>> Begin Supplied data

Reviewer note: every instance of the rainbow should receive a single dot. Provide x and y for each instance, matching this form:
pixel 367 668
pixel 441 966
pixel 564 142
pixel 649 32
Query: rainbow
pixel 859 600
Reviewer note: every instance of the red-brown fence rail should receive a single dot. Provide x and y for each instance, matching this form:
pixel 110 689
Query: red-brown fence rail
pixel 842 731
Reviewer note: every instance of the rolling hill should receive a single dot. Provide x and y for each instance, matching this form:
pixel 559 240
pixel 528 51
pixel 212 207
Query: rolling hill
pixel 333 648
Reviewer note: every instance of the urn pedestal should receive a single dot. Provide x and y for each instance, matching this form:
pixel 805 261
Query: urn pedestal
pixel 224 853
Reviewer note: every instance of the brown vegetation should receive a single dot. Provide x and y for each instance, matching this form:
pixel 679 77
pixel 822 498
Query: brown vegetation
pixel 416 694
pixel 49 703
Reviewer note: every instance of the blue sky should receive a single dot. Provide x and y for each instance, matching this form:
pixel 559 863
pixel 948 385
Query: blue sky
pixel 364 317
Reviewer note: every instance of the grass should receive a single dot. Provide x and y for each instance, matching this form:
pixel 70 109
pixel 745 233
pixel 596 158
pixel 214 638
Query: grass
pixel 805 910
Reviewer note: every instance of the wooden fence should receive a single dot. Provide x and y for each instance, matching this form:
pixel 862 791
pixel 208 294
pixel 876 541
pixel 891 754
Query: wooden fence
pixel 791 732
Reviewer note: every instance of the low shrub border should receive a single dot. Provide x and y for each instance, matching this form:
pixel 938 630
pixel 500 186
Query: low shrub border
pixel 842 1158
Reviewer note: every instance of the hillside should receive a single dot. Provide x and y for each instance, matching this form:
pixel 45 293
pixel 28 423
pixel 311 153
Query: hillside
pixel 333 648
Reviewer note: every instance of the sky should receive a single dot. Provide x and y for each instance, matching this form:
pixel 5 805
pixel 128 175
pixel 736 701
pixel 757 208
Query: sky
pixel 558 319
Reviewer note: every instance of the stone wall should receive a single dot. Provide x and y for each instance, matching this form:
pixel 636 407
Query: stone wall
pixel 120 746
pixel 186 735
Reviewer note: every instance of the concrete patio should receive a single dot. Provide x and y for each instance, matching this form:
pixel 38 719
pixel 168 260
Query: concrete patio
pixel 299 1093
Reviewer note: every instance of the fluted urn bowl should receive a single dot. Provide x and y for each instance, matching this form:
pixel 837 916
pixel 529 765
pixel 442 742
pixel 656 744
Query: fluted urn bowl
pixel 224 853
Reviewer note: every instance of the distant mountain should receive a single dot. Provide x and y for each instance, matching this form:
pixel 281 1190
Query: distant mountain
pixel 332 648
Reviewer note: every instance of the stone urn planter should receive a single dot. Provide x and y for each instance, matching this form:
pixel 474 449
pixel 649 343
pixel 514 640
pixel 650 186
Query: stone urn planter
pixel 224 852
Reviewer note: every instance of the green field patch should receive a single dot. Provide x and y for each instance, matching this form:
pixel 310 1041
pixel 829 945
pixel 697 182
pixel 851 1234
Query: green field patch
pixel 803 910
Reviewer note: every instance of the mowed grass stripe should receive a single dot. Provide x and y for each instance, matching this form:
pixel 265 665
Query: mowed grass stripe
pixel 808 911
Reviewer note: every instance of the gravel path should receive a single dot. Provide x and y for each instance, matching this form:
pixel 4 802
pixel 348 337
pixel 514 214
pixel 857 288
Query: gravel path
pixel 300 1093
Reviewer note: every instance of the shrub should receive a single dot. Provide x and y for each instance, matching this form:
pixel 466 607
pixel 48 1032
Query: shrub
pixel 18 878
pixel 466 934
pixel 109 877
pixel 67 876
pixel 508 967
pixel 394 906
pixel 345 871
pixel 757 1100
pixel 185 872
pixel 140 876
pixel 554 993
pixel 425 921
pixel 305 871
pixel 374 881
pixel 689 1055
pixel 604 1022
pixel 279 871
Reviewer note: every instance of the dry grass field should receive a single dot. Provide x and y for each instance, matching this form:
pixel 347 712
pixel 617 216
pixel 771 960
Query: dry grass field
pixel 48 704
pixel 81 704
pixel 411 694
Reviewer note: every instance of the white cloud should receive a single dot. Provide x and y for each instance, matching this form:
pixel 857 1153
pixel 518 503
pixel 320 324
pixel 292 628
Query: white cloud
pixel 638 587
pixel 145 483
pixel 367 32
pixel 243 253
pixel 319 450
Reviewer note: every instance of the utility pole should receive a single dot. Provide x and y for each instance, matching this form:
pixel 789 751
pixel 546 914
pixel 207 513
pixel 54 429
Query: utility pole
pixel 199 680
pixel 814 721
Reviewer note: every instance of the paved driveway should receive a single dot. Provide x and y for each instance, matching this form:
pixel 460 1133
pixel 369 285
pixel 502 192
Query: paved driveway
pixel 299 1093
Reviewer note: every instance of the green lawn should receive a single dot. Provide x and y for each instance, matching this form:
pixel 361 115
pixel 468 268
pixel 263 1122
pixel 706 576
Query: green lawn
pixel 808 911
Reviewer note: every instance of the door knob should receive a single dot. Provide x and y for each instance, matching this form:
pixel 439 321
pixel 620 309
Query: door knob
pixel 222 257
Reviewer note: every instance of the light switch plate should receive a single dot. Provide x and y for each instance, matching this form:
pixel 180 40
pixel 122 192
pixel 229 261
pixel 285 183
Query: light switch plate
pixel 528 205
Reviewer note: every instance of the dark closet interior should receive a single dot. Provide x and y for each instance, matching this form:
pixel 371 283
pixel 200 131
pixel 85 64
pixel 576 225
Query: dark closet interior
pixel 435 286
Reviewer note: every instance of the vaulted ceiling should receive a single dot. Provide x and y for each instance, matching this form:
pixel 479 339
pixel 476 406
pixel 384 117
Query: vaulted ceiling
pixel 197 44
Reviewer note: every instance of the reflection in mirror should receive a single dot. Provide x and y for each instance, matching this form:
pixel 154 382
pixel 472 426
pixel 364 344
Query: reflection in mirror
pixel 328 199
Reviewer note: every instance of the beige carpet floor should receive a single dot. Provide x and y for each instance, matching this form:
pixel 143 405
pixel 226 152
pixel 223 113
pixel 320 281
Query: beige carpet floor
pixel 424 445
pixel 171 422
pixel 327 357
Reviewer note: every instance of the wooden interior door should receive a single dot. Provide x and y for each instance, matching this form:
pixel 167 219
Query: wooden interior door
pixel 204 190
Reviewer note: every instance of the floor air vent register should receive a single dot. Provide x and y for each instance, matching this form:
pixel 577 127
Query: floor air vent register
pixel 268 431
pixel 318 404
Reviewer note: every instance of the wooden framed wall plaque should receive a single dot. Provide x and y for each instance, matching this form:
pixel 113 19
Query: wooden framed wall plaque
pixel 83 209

>> End Supplied data

### What the task asks
Rescale the lines starting at the one containing "Reviewer note: every instance of the concrete" and ending at the one containing "pixel 300 1093", reproducing every line in that span including the requests, but multiply each coordinate in the answers by 1.55 and round to the nearest whole number, with halves rounded up. Return only those lines.

### Answer to the exercise
Reviewer note: every instance of the concrete patio should receive a single dot. Provide x and y for each instance, matching this form:
pixel 38 719
pixel 168 260
Query: concrete patio
pixel 463 1694
Reviewer note: every instance of the fluted urn bowl should receive a single dot. Provide x and y for each instance, matching this form:
pixel 837 916
pixel 529 765
pixel 442 742
pixel 656 744
Query: fluted urn bowl
pixel 347 1322
Reviewer note: every instance of the distant mountain should receive a single dot. Provide x and y for each instance, matching this form:
pixel 281 1190
Query: distant mountain
pixel 515 1004
Reviewer note: every instance of the stone urn planter should receive a single dot. Provide x and y for each instance, matching this form:
pixel 474 449
pixel 649 343
pixel 514 640
pixel 650 186
Query: stone urn planter
pixel 347 1321
Reviewer note: every instance of the green field patch should receive a single dot. Provide x and y for each instance, matching this form:
pixel 310 1041
pixel 829 945
pixel 697 182
pixel 851 1234
Query: green field patch
pixel 1245 1411
Reviewer note: every instance of the mowed grass stripe should receive a single dot. Provide x and y for each instance, matching this form:
pixel 265 665
Query: mowed grass stripe
pixel 1252 1412
Reviewer note: every instance of the gravel path should receive a single dot. Provide x and y for each instance, matching this form:
pixel 4 802
pixel 348 337
pixel 514 214
pixel 857 288
Query: gravel path
pixel 465 1694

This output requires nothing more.